▶ **Page**:
--- start ---

Going back to my clock; I found myself at about `6:30pm` and finally, I was on the western-side of the park. Once through the `town of death` I stumbled upon a beautiful road numbered the `452`. It was everything you could want in a road; it was surrounded by a beautiful mountain landscape, it had the odd corner - so you didn't get bored - yet I could maintain a good speed. Best still, there wasn't a single car on the road heading in my direction ... not one! I was therefore loving the flow of the road and, with the sun setting, the terrain was gorgeous. There were, however, a lot of foxes on the road; some of which ran away as soon as they saw me coming however, some decided to claim the road as their own and it was me that, after checking for oncoming cars, had to swerve to avoid a collision.

This road went on and on and, I was quite sad when it finally finished in the town of Furano. As it was dark, I proceeded through the town and continued north to Asahikawa; this is where I`ll spend the next, and my final two nights in Hokkaido.

--- end ---

Point annotation records
--- start ---

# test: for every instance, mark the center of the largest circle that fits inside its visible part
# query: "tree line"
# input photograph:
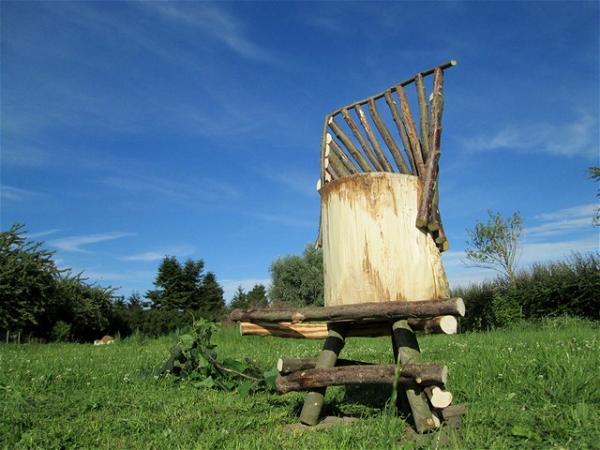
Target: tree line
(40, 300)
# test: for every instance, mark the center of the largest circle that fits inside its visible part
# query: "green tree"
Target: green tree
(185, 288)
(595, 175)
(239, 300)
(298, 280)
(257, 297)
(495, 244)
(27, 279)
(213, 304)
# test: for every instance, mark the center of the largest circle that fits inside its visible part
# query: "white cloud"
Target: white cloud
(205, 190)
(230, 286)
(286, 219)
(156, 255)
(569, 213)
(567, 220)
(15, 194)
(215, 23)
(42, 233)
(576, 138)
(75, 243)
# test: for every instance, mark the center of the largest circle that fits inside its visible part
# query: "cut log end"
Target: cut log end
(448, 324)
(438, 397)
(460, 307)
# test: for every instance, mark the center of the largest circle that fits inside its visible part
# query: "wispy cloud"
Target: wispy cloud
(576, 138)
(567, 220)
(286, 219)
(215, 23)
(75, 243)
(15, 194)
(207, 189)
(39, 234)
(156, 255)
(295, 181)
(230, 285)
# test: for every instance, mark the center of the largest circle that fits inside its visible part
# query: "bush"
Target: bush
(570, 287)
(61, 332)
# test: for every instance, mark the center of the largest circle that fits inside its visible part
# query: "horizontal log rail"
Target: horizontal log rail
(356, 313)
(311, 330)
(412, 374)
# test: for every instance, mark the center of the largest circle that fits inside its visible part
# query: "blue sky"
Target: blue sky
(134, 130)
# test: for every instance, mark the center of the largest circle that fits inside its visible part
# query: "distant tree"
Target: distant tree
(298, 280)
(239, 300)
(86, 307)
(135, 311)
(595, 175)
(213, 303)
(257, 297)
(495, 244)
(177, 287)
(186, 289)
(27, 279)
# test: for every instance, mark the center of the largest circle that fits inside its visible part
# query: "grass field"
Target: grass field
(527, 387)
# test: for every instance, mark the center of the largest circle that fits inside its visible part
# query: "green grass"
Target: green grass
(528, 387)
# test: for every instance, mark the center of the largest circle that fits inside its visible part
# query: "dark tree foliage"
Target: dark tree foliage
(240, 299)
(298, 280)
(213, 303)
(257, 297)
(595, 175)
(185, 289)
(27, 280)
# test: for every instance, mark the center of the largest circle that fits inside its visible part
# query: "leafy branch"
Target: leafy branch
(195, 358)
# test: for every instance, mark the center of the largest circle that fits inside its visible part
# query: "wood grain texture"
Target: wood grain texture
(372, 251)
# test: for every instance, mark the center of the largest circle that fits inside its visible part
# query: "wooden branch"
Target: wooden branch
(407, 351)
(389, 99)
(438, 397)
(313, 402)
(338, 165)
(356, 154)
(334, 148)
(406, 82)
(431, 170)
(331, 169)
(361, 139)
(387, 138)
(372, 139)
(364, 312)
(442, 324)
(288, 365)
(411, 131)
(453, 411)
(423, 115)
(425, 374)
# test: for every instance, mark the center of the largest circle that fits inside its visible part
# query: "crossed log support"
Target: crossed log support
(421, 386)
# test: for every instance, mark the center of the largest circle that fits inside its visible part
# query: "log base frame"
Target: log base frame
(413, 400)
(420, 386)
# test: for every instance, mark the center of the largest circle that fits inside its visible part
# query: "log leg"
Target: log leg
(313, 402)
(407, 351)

--- end ---
--- start ---

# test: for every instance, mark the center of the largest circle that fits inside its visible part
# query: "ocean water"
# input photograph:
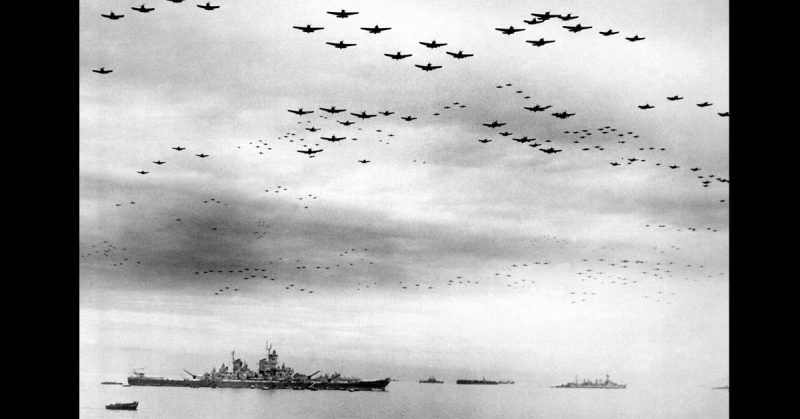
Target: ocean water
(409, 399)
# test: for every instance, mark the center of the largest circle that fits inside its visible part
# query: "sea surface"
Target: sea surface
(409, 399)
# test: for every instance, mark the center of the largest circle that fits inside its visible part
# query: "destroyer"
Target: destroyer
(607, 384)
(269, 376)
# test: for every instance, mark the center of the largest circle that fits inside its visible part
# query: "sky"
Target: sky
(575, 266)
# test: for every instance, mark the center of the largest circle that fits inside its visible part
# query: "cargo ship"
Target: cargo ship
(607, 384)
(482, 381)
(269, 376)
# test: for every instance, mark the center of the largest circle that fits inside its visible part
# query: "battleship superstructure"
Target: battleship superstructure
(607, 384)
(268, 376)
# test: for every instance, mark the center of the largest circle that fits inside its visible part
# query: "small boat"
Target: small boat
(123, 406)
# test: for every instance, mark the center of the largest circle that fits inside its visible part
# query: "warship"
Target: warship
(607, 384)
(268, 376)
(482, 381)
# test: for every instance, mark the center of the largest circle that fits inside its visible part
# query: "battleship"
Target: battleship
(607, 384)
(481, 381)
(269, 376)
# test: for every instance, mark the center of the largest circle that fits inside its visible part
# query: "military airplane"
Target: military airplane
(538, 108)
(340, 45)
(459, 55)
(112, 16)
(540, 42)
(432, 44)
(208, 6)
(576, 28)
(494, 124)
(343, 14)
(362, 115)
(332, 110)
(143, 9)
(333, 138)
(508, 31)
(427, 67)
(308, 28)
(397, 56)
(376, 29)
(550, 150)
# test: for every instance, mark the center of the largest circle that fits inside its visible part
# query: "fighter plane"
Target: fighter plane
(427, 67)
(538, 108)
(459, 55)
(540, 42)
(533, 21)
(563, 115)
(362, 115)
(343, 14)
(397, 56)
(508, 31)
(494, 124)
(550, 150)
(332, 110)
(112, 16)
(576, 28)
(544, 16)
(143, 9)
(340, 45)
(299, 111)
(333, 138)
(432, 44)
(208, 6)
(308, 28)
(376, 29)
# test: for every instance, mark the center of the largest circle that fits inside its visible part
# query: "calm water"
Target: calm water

--- end ---
--- start ---

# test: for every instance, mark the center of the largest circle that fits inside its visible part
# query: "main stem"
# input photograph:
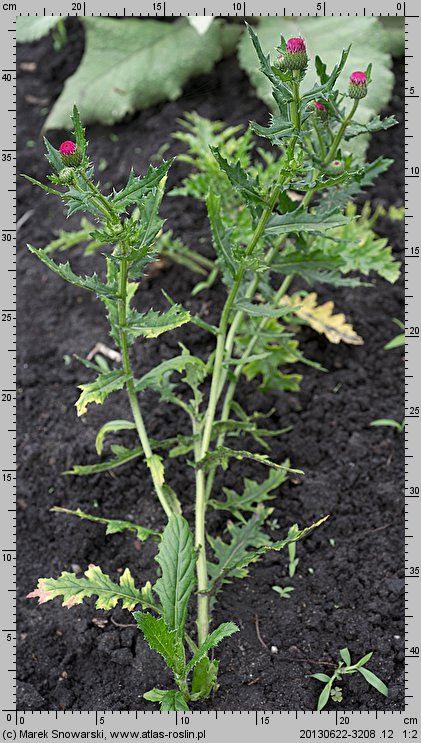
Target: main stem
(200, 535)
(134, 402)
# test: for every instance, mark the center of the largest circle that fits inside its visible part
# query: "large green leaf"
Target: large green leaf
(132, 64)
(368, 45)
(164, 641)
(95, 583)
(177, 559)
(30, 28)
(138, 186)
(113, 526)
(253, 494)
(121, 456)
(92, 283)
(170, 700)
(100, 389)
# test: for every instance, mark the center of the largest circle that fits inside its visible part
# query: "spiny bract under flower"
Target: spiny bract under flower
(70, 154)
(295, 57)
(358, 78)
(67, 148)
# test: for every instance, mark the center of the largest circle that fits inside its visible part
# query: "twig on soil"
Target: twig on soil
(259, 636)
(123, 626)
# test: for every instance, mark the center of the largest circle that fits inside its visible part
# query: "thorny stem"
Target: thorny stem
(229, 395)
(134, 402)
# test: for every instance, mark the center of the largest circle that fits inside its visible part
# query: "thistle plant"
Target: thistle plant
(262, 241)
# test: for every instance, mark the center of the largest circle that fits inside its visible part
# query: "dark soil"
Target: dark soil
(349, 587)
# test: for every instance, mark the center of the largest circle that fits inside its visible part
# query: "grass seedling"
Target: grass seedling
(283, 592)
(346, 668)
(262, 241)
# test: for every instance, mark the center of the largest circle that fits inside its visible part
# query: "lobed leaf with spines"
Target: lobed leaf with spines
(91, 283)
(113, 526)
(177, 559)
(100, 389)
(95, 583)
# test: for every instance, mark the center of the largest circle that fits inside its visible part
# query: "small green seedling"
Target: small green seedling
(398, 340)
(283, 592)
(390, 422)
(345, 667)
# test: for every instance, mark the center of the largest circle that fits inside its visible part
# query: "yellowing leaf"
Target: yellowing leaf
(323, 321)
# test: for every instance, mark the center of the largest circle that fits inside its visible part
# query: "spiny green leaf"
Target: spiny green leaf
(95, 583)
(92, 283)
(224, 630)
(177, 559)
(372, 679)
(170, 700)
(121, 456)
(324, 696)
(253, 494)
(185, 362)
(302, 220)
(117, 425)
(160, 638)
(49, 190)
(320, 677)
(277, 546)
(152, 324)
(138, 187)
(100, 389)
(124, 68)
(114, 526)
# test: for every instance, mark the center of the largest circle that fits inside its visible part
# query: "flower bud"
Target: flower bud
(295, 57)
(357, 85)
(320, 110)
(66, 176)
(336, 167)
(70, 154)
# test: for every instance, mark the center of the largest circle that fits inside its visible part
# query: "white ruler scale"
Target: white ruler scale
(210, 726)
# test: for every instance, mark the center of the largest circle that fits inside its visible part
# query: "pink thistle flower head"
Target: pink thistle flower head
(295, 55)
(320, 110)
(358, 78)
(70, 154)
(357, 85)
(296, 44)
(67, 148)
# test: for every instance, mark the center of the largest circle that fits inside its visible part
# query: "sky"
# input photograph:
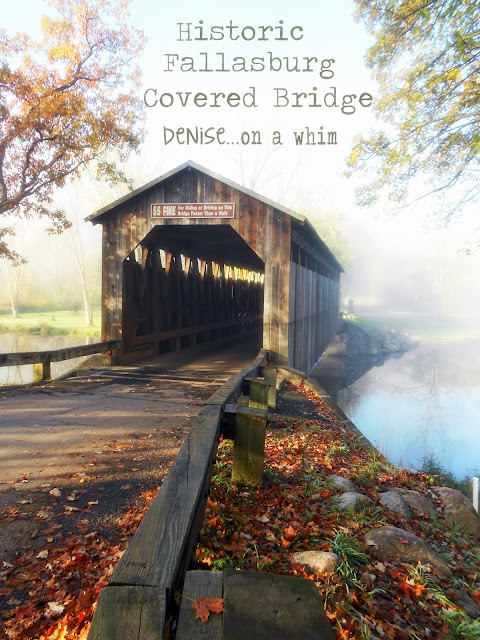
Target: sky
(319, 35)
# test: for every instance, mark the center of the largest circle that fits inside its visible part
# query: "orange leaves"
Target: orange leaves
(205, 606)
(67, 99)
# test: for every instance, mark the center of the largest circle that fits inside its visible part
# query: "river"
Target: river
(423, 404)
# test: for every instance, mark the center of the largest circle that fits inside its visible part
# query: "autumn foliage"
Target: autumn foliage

--- end ---

▶ **Given exercise**: Copy out the Hokkaido drive passage word for word, starting with "Going back to" and going on through "avoid a collision.".

▶ **Finished task**:
Going back to my clock; I found myself at about `6:30pm` and finally, I was on the western-side of the park. Once through the `town of death` I stumbled upon a beautiful road numbered the `452`. It was everything you could want in a road; it was surrounded by a beautiful mountain landscape, it had the odd corner - so you didn't get bored - yet I could maintain a good speed. Best still, there wasn't a single car on the road heading in my direction ... not one! I was therefore loving the flow of the road and, with the sun setting, the terrain was gorgeous. There were, however, a lot of foxes on the road; some of which ran away as soon as they saw me coming however, some decided to claim the road as their own and it was me that, after checking for oncoming cars, had to swerve to avoid a collision.